EXERCISE DIRECTIONS -> Each entry should be quoted word for word, including every mark of punctuation.

TASK MATERIAL ->
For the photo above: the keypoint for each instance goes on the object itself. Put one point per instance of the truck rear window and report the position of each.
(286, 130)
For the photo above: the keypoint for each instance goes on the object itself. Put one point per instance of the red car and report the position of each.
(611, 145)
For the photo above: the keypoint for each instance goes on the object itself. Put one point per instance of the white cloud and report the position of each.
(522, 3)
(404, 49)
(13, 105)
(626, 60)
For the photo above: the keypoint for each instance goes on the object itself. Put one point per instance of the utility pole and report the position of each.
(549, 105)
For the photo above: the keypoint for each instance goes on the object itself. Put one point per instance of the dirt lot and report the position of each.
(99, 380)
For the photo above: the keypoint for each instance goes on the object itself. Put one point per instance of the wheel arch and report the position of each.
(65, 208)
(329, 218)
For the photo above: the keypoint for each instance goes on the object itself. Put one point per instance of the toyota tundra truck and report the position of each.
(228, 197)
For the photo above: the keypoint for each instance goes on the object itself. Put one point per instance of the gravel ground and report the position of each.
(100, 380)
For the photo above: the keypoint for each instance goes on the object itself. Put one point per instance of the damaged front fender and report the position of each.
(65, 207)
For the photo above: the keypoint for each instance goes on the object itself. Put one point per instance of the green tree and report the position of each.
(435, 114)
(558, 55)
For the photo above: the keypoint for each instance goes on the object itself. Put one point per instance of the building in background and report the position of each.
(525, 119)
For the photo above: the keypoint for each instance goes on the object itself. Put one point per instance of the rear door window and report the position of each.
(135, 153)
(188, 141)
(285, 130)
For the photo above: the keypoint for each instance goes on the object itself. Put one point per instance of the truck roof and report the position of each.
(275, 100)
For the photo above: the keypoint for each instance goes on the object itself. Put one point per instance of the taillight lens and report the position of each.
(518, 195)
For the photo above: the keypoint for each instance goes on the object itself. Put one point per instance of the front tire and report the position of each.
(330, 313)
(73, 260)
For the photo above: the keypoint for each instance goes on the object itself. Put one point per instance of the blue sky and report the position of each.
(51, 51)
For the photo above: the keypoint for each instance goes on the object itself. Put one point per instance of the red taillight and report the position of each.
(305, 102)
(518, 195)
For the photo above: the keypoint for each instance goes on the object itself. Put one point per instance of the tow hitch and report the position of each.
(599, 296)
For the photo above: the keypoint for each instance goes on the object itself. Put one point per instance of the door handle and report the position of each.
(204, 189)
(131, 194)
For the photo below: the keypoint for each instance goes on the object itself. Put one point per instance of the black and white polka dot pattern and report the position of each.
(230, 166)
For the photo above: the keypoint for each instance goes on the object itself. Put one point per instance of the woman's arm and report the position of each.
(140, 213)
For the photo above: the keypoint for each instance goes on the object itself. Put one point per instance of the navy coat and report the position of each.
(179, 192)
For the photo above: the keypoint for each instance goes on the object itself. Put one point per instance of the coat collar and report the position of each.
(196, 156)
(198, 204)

RESPONSE FOR THIS EXERCISE ->
For the photo above: the keypoint for each instance goes on the object itself. Put one point per instance of the truck rear window and report the position of each.
(286, 130)
For the photo above: the keypoint for each instance goes on the object itself. Put one point per instance of the red car and report the position of each.
(611, 145)
For the photo above: the keypoint for each instance goes on the object itself. Put one point per instance of the white cloud and report the position of each.
(522, 3)
(404, 49)
(13, 105)
(626, 60)
For the photo above: the keypoint for each instance goes on the object itself. Put one point per instance of the utility pole and report the position of each.
(549, 105)
For the photo above: the keypoint for each instance goes on the object itself. Put one point per instance of the dirt lot and report the position of each.
(99, 380)
For the photo above: the keypoint for each instance goes on the object itself. Put one point per instance of the wheel arch and report the position of each.
(65, 208)
(329, 218)
For the photo above: the keypoint for each instance goes on the object itself. Put one point per instance of the toyota tundra truck and report the position of each.
(228, 197)
For the photo above: the keypoint for each instance goes on the object itself. Put one point per instance of the gravel ground and report the position of each.
(100, 380)
For the photo above: the keypoint for each instance goes on the object itself. Put one point per instance of the damaged front fender and report the position of each.
(65, 207)
For the photo above: the keypoint for each instance goes on the object itself. Put one point per instance of the green tree and report the position of each.
(435, 114)
(558, 55)
For the photo above: the keypoint for each instance goes on the object itself. Put one point per instance of the building in background and report the position of each.
(525, 119)
For the photo above: the keypoint for each instance goes on the object itself. Put one point per instance of the rear door window and report the position of each.
(135, 153)
(188, 141)
(285, 130)
For the photo above: the keypoint for each instance goes on the object itself. Put one point per instance of the truck roof and report the position of each.
(275, 100)
For the photo above: the keypoint for each instance goes on the object itself. Put one point per instance of the taillight lens and report the position of each.
(518, 195)
For the photo above: the keypoint for each instance goes on the object itself. Put one point per instance of the front tire and report the position of each.
(330, 313)
(73, 260)
For the photo above: the keypoint for each instance goes on the object itself. Put one point per instance of the blue sky and report the position of each.
(51, 51)
For the photo above: the keypoint for each instance goes on the object itself. Put one point per instance of the red taillight and report the position of each.
(305, 102)
(518, 195)
For the photo above: the keypoint for each instance goes on the object itself. Put one point per instance of the tow hitch and report the position of each.
(599, 296)
For the photo above: the keypoint for each instance goes on the object itself. Put one point per instance of the door handle and report the position of each.
(204, 189)
(131, 194)
For the photo below: the keypoint for each instance goes on the object itself. Put one point per instance of the black and white polka dot pattern and report the position of each.
(230, 166)
For the photo above: the keypoint for each instance goes on the object itself. Put one point per instance of the woman's arm and report the position of each.
(140, 213)
For the photo above: the keypoint for each instance goes on the object itself. Put one point per instance of the navy coat and report the position of each.
(179, 192)
For the photo above: the keypoint for each instance goes on the object itself. Put one point per instance of the coat collar and report the position of each.
(196, 156)
(198, 204)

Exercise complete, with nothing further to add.